» Named-object pointing records:
------------
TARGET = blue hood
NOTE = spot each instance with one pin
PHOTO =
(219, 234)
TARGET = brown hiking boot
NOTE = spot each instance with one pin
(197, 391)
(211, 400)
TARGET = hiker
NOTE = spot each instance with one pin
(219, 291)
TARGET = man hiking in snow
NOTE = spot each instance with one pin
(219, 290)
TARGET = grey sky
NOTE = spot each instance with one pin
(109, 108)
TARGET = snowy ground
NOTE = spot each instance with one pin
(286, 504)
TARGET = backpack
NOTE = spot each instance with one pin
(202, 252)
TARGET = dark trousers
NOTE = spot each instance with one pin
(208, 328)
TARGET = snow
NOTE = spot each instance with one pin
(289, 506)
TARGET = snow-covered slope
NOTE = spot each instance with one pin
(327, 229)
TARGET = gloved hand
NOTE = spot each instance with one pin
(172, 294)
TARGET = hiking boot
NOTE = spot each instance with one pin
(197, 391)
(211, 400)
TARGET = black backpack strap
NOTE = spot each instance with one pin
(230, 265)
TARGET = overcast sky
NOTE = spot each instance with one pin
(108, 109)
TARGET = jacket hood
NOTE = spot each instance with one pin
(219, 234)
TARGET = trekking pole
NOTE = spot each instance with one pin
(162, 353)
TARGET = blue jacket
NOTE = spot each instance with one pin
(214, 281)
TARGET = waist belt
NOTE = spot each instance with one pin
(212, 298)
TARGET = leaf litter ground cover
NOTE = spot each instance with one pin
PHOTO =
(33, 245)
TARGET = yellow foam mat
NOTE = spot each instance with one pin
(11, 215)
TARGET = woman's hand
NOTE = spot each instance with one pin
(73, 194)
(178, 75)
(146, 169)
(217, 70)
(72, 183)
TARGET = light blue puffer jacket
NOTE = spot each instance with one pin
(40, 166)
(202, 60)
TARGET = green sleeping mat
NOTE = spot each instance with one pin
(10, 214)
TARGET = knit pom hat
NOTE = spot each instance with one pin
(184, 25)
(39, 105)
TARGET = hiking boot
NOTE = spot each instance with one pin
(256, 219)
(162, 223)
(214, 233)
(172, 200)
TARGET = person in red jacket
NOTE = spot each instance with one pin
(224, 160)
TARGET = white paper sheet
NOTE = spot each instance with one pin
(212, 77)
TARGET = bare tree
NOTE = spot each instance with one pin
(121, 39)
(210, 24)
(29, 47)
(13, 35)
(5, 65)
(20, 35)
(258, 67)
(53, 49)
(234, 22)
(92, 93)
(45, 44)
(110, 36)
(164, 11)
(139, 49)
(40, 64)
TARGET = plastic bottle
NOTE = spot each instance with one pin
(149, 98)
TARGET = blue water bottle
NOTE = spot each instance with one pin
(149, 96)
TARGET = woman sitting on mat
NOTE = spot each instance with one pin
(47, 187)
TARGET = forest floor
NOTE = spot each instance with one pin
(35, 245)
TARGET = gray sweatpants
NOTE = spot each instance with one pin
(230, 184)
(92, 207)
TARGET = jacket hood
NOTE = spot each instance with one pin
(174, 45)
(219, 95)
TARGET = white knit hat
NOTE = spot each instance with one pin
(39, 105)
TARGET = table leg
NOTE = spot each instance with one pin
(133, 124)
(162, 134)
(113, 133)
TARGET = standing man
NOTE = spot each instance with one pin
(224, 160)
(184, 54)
------------
» The request: Exactly reproduce the lines beginning with the one that contains "TARGET = plastic bottle" and ending with the last line of the material, both included. Leave out everything else.

» Exercise output:
TARGET = plastic bottle
NOTE = spot each instance with one pin
(149, 98)
TARGET = blue water bottle
NOTE = spot each instance with one pin
(149, 96)
TARGET = woman sitting on mat
NOTE = spot each instance with one pin
(47, 187)
TARGET = forest floor
NOTE = spot each instance with one pin
(35, 245)
TARGET = gray sweatpants
NOTE = spot each instance with one pin
(230, 184)
(92, 207)
TARGET = jacket hood
NOTE = spot each instance with one pin
(174, 45)
(219, 95)
TARGET = white knit hat
NOTE = spot each instance with one pin
(39, 105)
TARGET = table leg
NOTE = spot each instance with one pin
(133, 124)
(162, 134)
(113, 133)
TARGET = standing man
NOTE = spot each instance with one pin
(224, 160)
(184, 54)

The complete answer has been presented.